Retype the following material line for line, with nothing altered.

- - - -

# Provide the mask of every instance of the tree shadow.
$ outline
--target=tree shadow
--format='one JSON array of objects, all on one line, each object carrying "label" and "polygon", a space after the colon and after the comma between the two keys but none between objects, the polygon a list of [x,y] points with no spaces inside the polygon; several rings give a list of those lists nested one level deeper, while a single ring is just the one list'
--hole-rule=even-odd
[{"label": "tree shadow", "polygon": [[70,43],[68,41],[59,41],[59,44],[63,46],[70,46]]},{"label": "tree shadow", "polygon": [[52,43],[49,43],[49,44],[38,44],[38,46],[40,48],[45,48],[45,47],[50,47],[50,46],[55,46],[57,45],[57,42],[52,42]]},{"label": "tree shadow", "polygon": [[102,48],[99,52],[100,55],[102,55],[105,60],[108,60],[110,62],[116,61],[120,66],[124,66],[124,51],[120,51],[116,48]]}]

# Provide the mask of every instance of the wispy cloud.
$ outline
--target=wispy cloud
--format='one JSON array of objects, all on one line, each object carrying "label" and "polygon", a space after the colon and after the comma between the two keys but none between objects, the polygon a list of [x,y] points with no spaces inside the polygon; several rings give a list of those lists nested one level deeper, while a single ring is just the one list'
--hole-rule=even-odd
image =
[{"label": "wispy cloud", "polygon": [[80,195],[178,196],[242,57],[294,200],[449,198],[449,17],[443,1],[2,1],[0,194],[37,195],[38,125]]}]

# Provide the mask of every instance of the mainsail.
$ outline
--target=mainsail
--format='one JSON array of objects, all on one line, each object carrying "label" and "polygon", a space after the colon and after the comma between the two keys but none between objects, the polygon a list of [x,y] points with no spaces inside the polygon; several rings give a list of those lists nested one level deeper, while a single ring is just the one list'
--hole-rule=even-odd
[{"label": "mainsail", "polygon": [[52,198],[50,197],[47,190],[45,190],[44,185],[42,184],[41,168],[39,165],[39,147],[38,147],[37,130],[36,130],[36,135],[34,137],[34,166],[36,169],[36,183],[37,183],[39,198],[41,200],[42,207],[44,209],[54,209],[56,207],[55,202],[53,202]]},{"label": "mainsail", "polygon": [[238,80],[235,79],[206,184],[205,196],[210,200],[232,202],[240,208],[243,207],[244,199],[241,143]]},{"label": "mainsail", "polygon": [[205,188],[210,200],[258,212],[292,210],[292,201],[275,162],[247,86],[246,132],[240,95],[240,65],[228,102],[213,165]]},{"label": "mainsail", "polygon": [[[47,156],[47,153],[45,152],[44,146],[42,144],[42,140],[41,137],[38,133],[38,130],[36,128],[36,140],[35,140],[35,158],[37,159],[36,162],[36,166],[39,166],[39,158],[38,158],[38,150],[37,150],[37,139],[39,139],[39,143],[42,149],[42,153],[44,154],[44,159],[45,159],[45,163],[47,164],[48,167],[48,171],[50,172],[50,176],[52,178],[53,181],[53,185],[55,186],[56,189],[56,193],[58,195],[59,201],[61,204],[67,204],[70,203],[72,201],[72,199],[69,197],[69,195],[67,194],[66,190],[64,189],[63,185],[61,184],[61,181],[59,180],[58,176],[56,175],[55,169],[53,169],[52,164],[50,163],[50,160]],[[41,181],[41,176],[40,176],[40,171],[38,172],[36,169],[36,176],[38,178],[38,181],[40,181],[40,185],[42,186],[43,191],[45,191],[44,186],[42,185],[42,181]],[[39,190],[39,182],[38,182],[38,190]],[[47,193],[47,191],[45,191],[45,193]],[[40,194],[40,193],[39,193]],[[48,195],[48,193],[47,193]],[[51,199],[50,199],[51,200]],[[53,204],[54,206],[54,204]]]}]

- - - -

The reply ->
# Provide the mask of every instance of the tree shadow.
$ outline
--target=tree shadow
--format='one JSON array of objects, all on one line, each object carrying "label" and "polygon", a space after the colon and after the comma between the two keys but none between objects, the polygon a list of [x,y] points with no spaces inside the polygon; several rings give a list of those lists nested one level deeper, while a single ring is just the one list'
--hole-rule=even-odd
[{"label": "tree shadow", "polygon": [[70,43],[68,41],[59,41],[59,44],[63,46],[70,46]]},{"label": "tree shadow", "polygon": [[52,43],[49,43],[49,44],[38,44],[38,46],[40,48],[45,48],[45,47],[50,47],[50,46],[55,46],[57,45],[57,42],[52,42]]},{"label": "tree shadow", "polygon": [[102,48],[99,52],[100,55],[102,55],[105,60],[108,60],[110,62],[116,61],[120,66],[124,66],[124,51],[120,51],[116,48]]}]

# Provide the mask of every instance of the wispy cloud.
$ outline
--target=wispy cloud
--format='one JSON array of objects, all on one line, each object carrying "label" and "polygon", a space after the colon and after the comma between the two keys but none between objects, the polygon a list of [x,y] points with no spaces inside the polygon; several rings give a list of those lists nested one level deeper, while a single ring is just the one list'
--hole-rule=even-odd
image =
[{"label": "wispy cloud", "polygon": [[80,195],[178,196],[242,57],[294,200],[449,198],[449,17],[443,1],[2,1],[0,194],[37,195],[38,125]]}]

# Provide the mask of every instance of the mainsail.
$ outline
--target=mainsail
--format='one JSON array of objects, all on one line, each object carrying "label" and "polygon", a space after the colon and after the comma between the two keys but none between objects, the polygon a list of [x,y] points with no spaces inside the polygon; several rings give a list of those lists nested one level deeper, while a single ring is just the one list'
--hole-rule=even-odd
[{"label": "mainsail", "polygon": [[52,198],[50,197],[47,190],[45,190],[44,185],[42,184],[41,168],[39,165],[39,147],[38,147],[37,130],[36,130],[36,135],[34,137],[34,166],[36,169],[36,183],[37,183],[39,198],[41,200],[42,207],[44,209],[54,209],[56,207],[55,202],[53,202]]},{"label": "mainsail", "polygon": [[238,80],[235,79],[206,184],[205,196],[210,200],[232,202],[240,208],[243,207],[244,199],[241,143]]},{"label": "mainsail", "polygon": [[205,188],[210,200],[258,212],[292,210],[292,201],[275,162],[247,86],[246,132],[240,95],[240,65],[228,102],[213,165]]},{"label": "mainsail", "polygon": [[[47,156],[47,153],[45,152],[44,146],[42,144],[42,140],[41,137],[38,133],[38,130],[36,128],[36,140],[35,140],[35,158],[37,159],[36,162],[36,166],[39,166],[39,158],[38,158],[38,150],[37,150],[37,139],[39,139],[39,143],[42,149],[42,153],[44,154],[44,159],[45,159],[45,163],[47,164],[48,167],[48,171],[50,172],[50,176],[52,178],[53,181],[53,185],[55,186],[56,189],[56,193],[58,195],[59,201],[61,204],[67,204],[70,203],[72,201],[72,199],[69,197],[69,195],[67,194],[66,190],[64,189],[63,185],[61,184],[61,181],[59,180],[58,176],[56,175],[55,169],[53,169],[52,164],[50,163],[50,160]],[[41,181],[41,176],[40,176],[40,171],[38,172],[36,169],[36,176],[38,178],[38,181],[40,181],[40,185],[42,186],[43,191],[45,191],[44,186],[42,185],[42,181]],[[39,190],[39,182],[38,182],[38,190]],[[47,193],[47,191],[45,191],[45,193]],[[40,194],[40,193],[39,193]],[[48,195],[48,193],[47,193]],[[51,199],[50,199],[51,200]],[[53,204],[54,206],[54,204]]]}]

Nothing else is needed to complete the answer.